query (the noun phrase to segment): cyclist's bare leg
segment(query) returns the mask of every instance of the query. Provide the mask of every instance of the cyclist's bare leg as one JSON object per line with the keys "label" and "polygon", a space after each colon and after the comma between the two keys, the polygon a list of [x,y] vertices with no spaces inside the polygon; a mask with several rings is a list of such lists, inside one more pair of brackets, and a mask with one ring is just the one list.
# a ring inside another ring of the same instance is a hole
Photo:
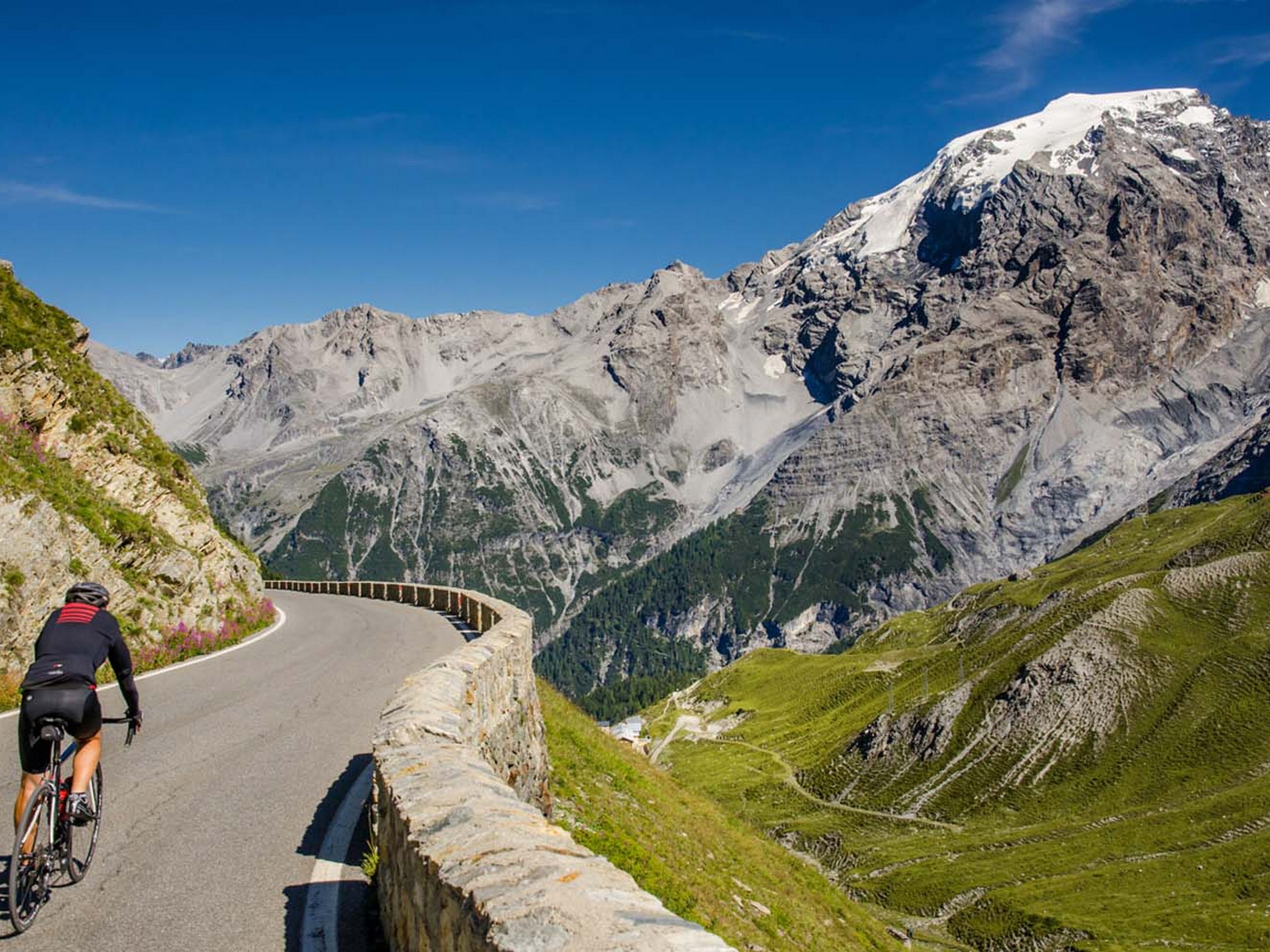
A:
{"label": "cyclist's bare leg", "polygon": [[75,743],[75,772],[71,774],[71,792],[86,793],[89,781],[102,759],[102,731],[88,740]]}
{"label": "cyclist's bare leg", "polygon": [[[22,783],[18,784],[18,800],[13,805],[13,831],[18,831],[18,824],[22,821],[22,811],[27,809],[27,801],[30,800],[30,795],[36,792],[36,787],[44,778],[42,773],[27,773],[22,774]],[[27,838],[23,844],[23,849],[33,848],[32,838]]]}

--

== OBJECTIVE ==
Edit the listing so that each occurrence of "mask" becomes "outline", leaving everything else unchanged. Leave the pictures out of your answer.

== SOLUTION TO THIS PROBLEM ==
query (the noun phrase to segment): cyclist's bare leg
segment(query) returns the outline of every instance of the query. Provide the outline of every instance of the cyclist's bare leg as one JSON object per line with the keys "label" and "polygon", a space after each colon and after the comma between the two keys, the polygon a list of [x,y] vertices with no spaces inside the polygon; a outline with several rings is a list of such lists, inside one more pair of brackets, and a outline with one ring is just the one list.
# a ring inside another ring of the same instance is a hole
Photo:
A:
{"label": "cyclist's bare leg", "polygon": [[75,743],[75,772],[71,774],[71,792],[86,793],[89,781],[102,759],[102,731],[88,740]]}
{"label": "cyclist's bare leg", "polygon": [[[22,783],[18,784],[18,800],[13,805],[13,831],[18,831],[18,824],[22,821],[22,811],[27,809],[27,801],[30,800],[30,795],[36,792],[36,787],[44,778],[42,773],[27,773],[22,774]],[[27,838],[23,844],[23,849],[33,848],[32,838]]]}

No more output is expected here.